- [Reading passage]
-- BEGIN --

Shrine Shrine Post #2: Spider Woman and Tagore Shrines

First, I just want to apologize for being hugely behind on my blog reading/commenting this past week or so. I promise to do my best in catching up with everyone in the next few days…

Second, one of my fellow ALTs–Di–asked that I post some more photos of the shrines on the ranch, and so here is my Shrine Post #2. She had recounted the fabulous Weaving Ceremony she took part in to mark her wedding, and so I thought immediately of posting about the Spider Woman Shrine here at the ranch (”weaving” originates in the spider, and this is one of the Native American sites here) in her honor, and the Spider Woman shrine has its counterpart in the Rabindrinath Tagore shrine, which is my personal favorite site on the entire ranch. So, you’re getting two shrines for the price of one today…

The Spider Woman Shrine is on the western side of the hill at the top of our property. It has great morning light because the sun obviously shines on it then from the east, and its backdrop is the ancient volcano (appropriately named, Black Mountain) that looms above our property on state land. As you’re walking along the back loop of the hill trail (we call it the “Rim Trail”), you arrive at a fairly nondescript entrance, marked by three small rock steps up:

20 - Spider Woman's Nest (entrance)

The shrine immediately opens up into a fairly flat, circular area, backed by a large monolith, which is the actual shrine:

20 - Spider Woman's Nest (full view)

20 - Spider Woman's Nest (altar)

When we first toured the ranch with the former owners, the woman yogi who lived here took us up to this rock and explained that it anatomically represented The Feminine. I’ll let your imaginations be the judge of that:

20 - Spider Woman's Nest (shrine)

There is a Native American bowl at the altar site, its opening meant to represent The Center of the Earth, as Spider Woman represents she who creates from a central source. In northern Arizona, there is a magnificent space called Canyon de Chelly, believed to be the source of creation for the Navajos. The tallest free-standing rock spire in the world rises from the canyon floor, and it is known as Spider Rock, and the legend stands that Spider Woman, who brought the gift of weaving to the people, lives on the top of the rock. She is credited with weaving all of creation together, and thus is also known as

Someday, R. and I hope to renew our wedding vows at our Spider Woman shrine. We were originally a courthouse couple, so at some point, we’d like to do it up proper-like, and this particular spot would be perfect, I think, for a morning ceremony. Plus, it’s large enough to seat a dozen people or so. There is also a sundial at the opposite side of the shrine from the monolith, which doesn’t have a particular currency with Native American culture, but here it is:

20 - Spider Woman's Nest (sundial)

“Fugit hora, ora” is Latin that means “The hour flies, pray.” It was made specifically for the ranch itself, its spire coordinated to the latitude and longitude of the property.

-- END --

- [Written instruction A] In one to three sentences, explain why the Spider Woman Shrine gets great morning light, according to the shrine post.
- [Written instruction B] According to the shrine post, what does the Latin on the sundial mean?
- [Written instruction C] Return the passage of the shrine post starting at "Someday, R. and" and ending at "of the property.".
The rows that come next have no connection to the shrine post.

- [Supplied information]
-- BEGIN --

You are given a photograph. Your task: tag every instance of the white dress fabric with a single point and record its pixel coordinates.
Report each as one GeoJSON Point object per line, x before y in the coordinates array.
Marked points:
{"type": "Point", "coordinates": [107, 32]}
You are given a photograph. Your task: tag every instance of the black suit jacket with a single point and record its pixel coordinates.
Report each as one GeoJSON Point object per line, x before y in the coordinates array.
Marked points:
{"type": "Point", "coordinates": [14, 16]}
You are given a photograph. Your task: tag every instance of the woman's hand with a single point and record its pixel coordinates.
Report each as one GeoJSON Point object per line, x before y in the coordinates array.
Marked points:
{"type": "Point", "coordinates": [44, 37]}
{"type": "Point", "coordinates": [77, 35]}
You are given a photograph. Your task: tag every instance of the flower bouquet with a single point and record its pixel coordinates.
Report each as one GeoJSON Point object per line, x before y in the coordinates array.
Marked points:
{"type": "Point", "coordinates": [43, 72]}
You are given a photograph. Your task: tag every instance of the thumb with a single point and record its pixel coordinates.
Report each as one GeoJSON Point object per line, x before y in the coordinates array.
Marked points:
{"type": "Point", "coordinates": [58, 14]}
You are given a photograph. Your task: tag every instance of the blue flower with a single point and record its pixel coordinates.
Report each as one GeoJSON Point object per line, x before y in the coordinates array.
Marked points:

-- END --

- [Exercise response A] The shrine sits on the western side of the hill at the top of the property. In the morning the sun shines on it from the east.

- [Exercise response B] It means "The hour flies, pray."

- [Exercise response C]
Someday, R. and I hope to renew our wedding vows at our Spider Woman shrine. We were originally a courthouse couple, so at some point, we’d like to do it up proper-like, and this particular spot would be perfect, I think, for a morning ceremony. Plus, it’s large enough to seat a dozen people or so. There is also a sundial at the opposite side of the shrine from the monolith, which doesn’t have a particular currency with Native American culture, but here it is:

20 - Spider Woman's Nest (sundial)

“Fugit hora, ora” is Latin that means “The hour flies, pray.” It was made specifically for the ranch itself, its spire coordinated to the latitude and longitude of the property.